Please copy the entries starting at the line that contains "the stacked sack" and ending at the last line of the entries. Increase every point coordinate by 126 and leave all other text unchanged.

☆ ☆ ☆

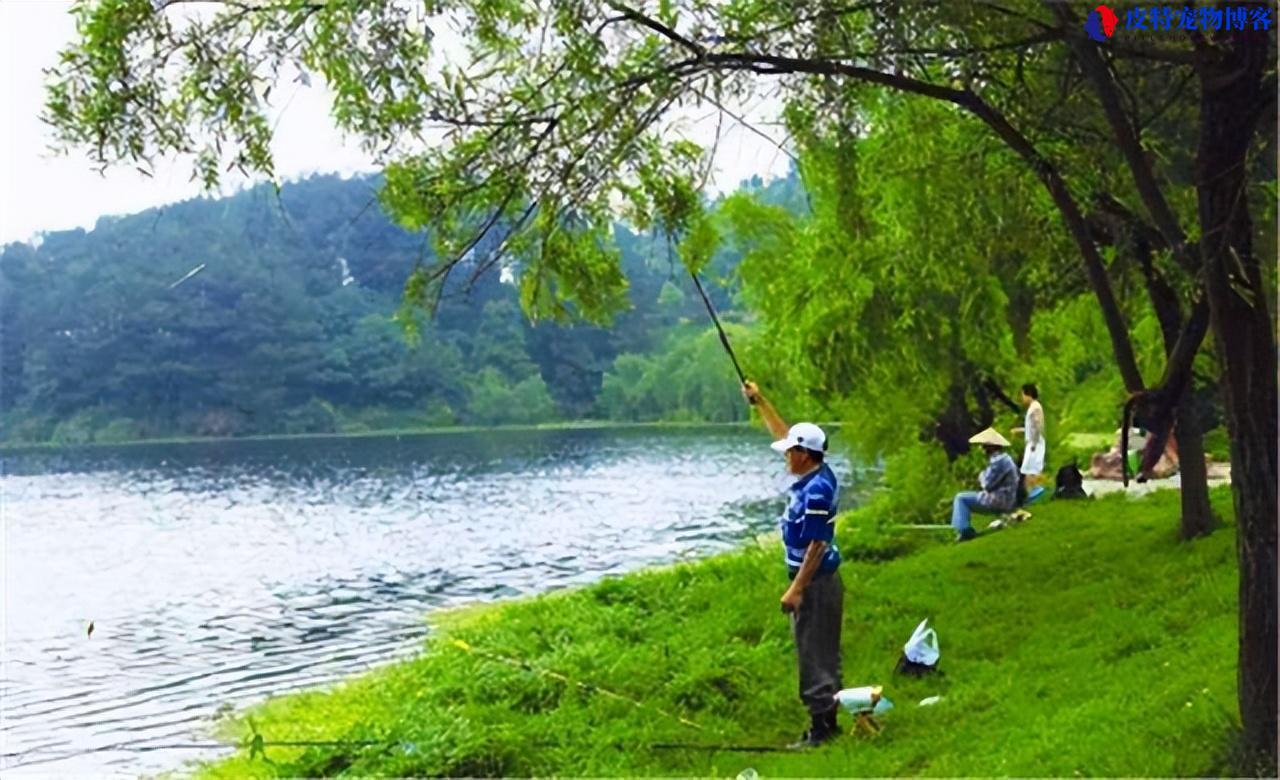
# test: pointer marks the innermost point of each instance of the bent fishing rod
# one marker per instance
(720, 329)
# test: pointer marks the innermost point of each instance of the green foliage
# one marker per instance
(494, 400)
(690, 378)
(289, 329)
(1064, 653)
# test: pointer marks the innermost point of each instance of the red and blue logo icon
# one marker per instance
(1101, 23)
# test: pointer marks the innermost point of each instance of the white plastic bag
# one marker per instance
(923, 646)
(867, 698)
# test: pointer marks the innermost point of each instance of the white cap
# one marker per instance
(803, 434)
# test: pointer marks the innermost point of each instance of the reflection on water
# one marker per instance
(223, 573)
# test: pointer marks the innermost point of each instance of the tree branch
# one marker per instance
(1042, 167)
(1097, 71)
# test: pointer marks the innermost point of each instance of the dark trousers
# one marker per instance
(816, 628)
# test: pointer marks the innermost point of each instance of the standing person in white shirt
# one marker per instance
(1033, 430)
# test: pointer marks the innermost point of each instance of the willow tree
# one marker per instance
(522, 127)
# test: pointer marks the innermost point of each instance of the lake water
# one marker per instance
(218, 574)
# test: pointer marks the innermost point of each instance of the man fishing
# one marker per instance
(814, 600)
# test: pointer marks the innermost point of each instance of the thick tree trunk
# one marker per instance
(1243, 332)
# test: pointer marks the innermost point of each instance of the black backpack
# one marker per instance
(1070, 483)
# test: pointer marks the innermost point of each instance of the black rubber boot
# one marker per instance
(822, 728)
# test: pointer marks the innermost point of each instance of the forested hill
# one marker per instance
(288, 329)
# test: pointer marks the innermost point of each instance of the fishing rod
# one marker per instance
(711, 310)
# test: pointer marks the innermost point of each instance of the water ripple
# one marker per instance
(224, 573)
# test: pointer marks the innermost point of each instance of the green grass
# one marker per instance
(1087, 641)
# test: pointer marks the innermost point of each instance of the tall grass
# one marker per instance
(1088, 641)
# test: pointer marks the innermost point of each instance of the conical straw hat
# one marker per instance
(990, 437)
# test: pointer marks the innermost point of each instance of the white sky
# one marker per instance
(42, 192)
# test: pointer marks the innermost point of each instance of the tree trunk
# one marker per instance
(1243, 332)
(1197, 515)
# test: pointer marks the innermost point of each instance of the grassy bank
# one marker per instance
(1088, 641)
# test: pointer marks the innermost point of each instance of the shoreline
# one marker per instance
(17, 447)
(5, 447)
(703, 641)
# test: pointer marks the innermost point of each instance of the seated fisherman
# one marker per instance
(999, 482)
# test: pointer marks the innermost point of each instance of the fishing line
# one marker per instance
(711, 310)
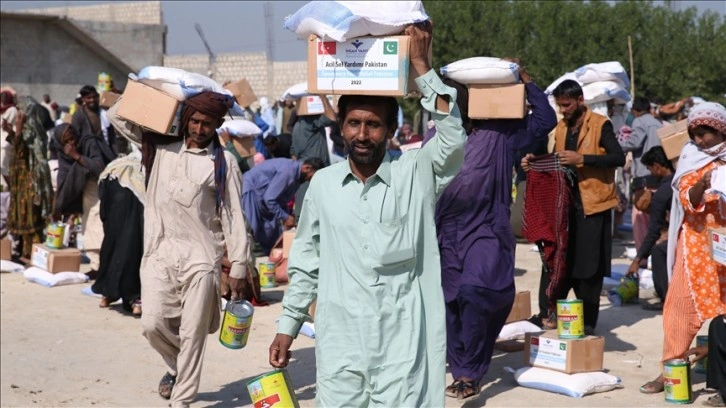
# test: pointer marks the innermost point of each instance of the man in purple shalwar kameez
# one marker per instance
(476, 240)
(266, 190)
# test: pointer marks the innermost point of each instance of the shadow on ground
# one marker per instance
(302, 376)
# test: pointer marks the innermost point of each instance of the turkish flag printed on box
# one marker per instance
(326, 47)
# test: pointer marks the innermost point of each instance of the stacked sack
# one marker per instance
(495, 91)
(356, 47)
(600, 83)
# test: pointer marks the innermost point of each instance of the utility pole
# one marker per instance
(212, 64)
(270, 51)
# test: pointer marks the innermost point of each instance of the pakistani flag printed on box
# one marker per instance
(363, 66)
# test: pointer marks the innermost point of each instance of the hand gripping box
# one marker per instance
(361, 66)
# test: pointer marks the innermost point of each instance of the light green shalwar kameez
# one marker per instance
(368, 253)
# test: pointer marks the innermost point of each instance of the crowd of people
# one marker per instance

☆ ☆ ☆

**TASK SOLUTION**
# test: pointer marks the innermost point of each instance of the stacked sack
# one marker per instance
(621, 217)
(482, 173)
(726, 209)
# test: pointer marks the innermost point of each instance of the utility pole
# one marker per instance
(338, 190)
(396, 177)
# test: pointer marks the innermost point of each instance of the pakistani flag printed on box
# one marker per instance
(489, 192)
# test: pointer marks the innermost point of each instance of the hand gripping box
# one marker per instance
(487, 192)
# test: pointer marks the innermost point of each instance of the light green shalwar kameez
# one marker per instance
(494, 379)
# test: pointer marks the innermost point of each instance of the crowd of people
# one marker per instance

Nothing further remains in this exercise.